◆ What is expected:
Swap "Output below" for "Answer below" everywhere it occurs in the listing below, and reproduce all of its lines with nothing else changed.

[Source data]
###

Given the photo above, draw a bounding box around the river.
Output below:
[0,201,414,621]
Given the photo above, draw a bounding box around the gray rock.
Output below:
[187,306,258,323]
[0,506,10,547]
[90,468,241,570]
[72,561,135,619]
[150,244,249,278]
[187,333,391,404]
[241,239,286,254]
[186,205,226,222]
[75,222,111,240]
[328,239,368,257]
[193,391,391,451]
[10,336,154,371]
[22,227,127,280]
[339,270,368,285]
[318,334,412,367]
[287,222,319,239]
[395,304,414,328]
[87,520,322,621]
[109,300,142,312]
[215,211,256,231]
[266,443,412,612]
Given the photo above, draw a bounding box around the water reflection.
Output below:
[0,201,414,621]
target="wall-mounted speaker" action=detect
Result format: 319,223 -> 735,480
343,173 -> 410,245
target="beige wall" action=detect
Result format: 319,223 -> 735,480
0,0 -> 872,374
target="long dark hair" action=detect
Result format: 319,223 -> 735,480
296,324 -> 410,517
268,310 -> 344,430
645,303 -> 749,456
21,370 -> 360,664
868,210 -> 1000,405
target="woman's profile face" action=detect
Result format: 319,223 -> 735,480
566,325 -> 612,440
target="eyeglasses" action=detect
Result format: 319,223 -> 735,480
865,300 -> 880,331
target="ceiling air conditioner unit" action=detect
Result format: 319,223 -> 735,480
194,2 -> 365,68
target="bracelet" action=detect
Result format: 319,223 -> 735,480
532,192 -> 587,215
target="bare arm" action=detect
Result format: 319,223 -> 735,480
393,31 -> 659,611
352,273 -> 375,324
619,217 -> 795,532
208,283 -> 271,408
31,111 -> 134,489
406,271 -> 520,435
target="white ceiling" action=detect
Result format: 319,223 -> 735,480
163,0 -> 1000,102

###

◆ Solved problem:
Given the photo above, draw a bounding box around the river.
Answer below:
[0,201,414,621]
Given the photo above, draw a bounding box around the gray rock.
Answer below:
[187,306,258,323]
[0,506,10,547]
[90,468,241,570]
[72,561,135,619]
[150,244,249,278]
[187,333,391,404]
[241,239,286,254]
[186,205,226,222]
[75,222,111,240]
[328,239,368,257]
[193,391,391,451]
[10,336,154,371]
[22,227,127,280]
[339,270,368,285]
[318,334,412,367]
[287,222,319,239]
[395,304,414,328]
[87,520,322,621]
[109,300,142,312]
[215,211,256,231]
[266,443,412,612]
Given the photo above, draw a bounding box around the water reflection.
Answer below:
[0,201,414,621]
target="wall-mounted speaker" action=detect
Result format: 319,223 -> 735,480
343,173 -> 410,245
target="beige wall" action=detect
Result format: 319,223 -> 735,480
0,0 -> 872,374
target="long dark hair" action=detect
Result format: 319,223 -> 735,480
296,324 -> 410,517
268,310 -> 344,430
645,303 -> 749,456
21,370 -> 360,664
868,210 -> 1000,405
target="woman's profile face" action=detect
Result format: 319,223 -> 735,480
566,325 -> 612,440
target="eyeglasses" action=detect
Result format: 319,223 -> 735,480
865,300 -> 880,331
target="ceiling air conditioner unit" action=detect
Result format: 319,223 -> 735,480
194,2 -> 365,68
target="bracelet" action=detect
Result format: 319,223 -> 735,480
532,192 -> 587,215
target="bare arm" action=detect
Result format: 319,223 -> 735,480
393,31 -> 659,611
352,273 -> 375,324
619,217 -> 795,532
208,283 -> 271,408
31,111 -> 134,489
406,271 -> 520,435
target="white ceiling" action=detect
Result format: 319,223 -> 735,480
163,0 -> 1000,102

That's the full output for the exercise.